CONSIGNE 1:
Dans la discussion sur les comics, qui est cité comme ayant imposé la voix off à la place de la bulle de pensée au début des années 1980 ?
CONSIGNE 2:
Reprenez la discussion sur les comics et prolongez-la à partir de sa dernière phrase.

ALL-NEW, ALL-DIFFERENT AVENGERS #1-15 (Waid / Asrar, Kubert)

Tirs croisés. :slight_smile:
Et on ne s’est pas consultés avant. :slight_smile:

les comics ont inventé le « à suivre » mais celui la évolue avec le temps.

aujourd’hui le « à suivre » touche les mondes fictifs en eux même.

Je le redis, on avait un monde dans lequel existaient des « à suivre », aujourd’hui ce monde est devenu l’histoire « à suivre » elle même.

C’est la grande différence que personnellement je perçois.

De tous les titres que vous citez comme ayant vos préférences, il semble bien que ce qui leur est commun est d’être en marge de ce « à suivre » global.

Je n’y suis pas allergique pour ma part. Mais ce mode de production n’a pas de que des qualités et il semble qu’il demande beaucoup aux scénaristes qui ont à prendre en charge le « à suivre » global.

Comme dit Sylvain, on a un regard « professionnel », au sens où l’on raconte aussi des histoires (lui plus que moi, en ce moment, mais là n’est pas la question…). Et on lit avec cette grille de lecture depuis longtemps.
Et si la lecture des BD depuis, disons, plus de trente ans, enseigne quelque chose, c’est que les outils demeurent en gros les mêmes, mais que le choix de certains au détriment d’autres varie. Au début des années 1980, Frank Miller (pas que lui, mais c’est le plus visible) impose la voix off comme solution de remplacement à la bulle de pensée. Il a poussé dans des directions passionnantes, avec un vrai style, une écriture littéraire forte. Il a été largement suivie, et en général, les meilleurs s’en sortaient bien (genre, Gaiman…). Mais c’est super casse-gueule parce que très rapidement, on finit par faire débiter des poncifs aux « pensées » du personnage.
Warren Ellis, lui, a choisi d’épurer sa caisse à outil, et de se débarrasser de la voix off, des onomatopées, tout ça. Il a montré qu’on peut faire autrement.
Et dans la dernière décennie, on voit qu’il y a deux approches dominantes. Les gens qui se contentent des dialogues (voire, qui réintroduisent les bulles de pensée : ça marche pas chez Bendis, ça marche mieux chez Claremont), et les gens qui scotchent à la voix off. Mais cette dernière est une facilité, un procédé mécanique. Comme les sauts temporels et le surdécoupage chez Robinson, par exemple (même si ce dernier est intéressé par ses personnages, au contraire).

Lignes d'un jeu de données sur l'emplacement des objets
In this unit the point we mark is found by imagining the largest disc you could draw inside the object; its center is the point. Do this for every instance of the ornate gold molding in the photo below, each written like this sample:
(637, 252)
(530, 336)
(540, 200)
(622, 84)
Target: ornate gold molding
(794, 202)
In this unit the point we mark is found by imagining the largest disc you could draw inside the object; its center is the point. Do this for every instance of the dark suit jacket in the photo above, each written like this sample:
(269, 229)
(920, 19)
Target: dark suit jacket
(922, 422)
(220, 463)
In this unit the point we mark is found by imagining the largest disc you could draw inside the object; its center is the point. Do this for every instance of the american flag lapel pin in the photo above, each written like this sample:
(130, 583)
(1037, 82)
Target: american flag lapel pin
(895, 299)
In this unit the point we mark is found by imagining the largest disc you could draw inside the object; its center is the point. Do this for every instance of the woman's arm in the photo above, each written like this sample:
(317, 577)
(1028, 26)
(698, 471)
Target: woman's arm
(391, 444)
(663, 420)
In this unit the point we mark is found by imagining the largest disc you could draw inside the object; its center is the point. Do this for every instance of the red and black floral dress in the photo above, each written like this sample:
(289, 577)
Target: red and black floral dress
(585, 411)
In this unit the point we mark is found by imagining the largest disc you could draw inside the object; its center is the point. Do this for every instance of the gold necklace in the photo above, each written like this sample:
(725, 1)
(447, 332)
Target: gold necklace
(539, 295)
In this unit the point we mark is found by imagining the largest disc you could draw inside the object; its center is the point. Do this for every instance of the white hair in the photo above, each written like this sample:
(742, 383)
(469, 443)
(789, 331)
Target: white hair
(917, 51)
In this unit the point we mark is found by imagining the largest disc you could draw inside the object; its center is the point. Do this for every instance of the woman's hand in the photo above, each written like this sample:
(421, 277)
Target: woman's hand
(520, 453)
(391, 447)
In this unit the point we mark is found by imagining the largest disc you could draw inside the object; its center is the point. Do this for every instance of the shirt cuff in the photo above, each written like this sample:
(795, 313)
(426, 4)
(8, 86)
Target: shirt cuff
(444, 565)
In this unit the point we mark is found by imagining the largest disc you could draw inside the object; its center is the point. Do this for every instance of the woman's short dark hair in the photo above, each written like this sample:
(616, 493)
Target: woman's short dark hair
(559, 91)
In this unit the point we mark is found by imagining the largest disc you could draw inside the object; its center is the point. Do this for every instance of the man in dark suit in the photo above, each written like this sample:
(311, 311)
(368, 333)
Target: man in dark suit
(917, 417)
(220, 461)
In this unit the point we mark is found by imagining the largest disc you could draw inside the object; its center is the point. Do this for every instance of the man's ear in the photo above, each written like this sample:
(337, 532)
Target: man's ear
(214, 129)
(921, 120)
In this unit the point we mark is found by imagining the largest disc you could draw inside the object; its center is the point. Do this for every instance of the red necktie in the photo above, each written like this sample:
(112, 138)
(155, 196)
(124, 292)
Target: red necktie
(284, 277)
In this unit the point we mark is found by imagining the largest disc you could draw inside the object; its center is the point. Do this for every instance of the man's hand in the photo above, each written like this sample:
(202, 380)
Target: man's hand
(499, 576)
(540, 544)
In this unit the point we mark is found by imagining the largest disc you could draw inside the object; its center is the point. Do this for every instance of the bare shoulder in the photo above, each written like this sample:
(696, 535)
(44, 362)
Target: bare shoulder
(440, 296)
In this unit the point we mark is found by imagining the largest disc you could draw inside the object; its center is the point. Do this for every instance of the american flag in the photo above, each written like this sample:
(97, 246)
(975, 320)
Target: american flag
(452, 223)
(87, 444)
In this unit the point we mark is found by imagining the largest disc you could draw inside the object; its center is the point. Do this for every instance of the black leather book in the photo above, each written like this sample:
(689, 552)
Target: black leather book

RÉPONSE 1:
Frank Miller.

RÉPONSE 2:
La froideur dont parle Sylvain, c’est aussi l’obsession de l’histoire à raconter, le grand plan, le projet du scénariste. Aujourd’hui, les scénaristes se lancent dans une série en prévision d’un an, deux ans, cinq ans de récits. Les éditeurs communiquent à fond dessus, parfois en rétropédalant un peu, mais c’est un argument bien installé. Et ils écrivent en prévision de ça, et comment insérer leur grand plan dans l’agitation éditoriale ambiante. Et ils en oublient un peu de faire vivre les personnages.
En même temps, ceux-ci vivent des aventures pleine de bastons et n’ont plus de vie privée, n’ont plus de proches normaux sans pouvoirs, donc en même temps, il est difficile de s’intéresser aux personnages en tant que tels, puisqu’ils ne sont plus que des marionnettes dans des bagarres qui n’en finissent pas.

Jim

le « à suivre » a des effets :

explosion des personnages principaux, le drame n’est plus tragique ou épique, il se démultiplie dans des répétitions.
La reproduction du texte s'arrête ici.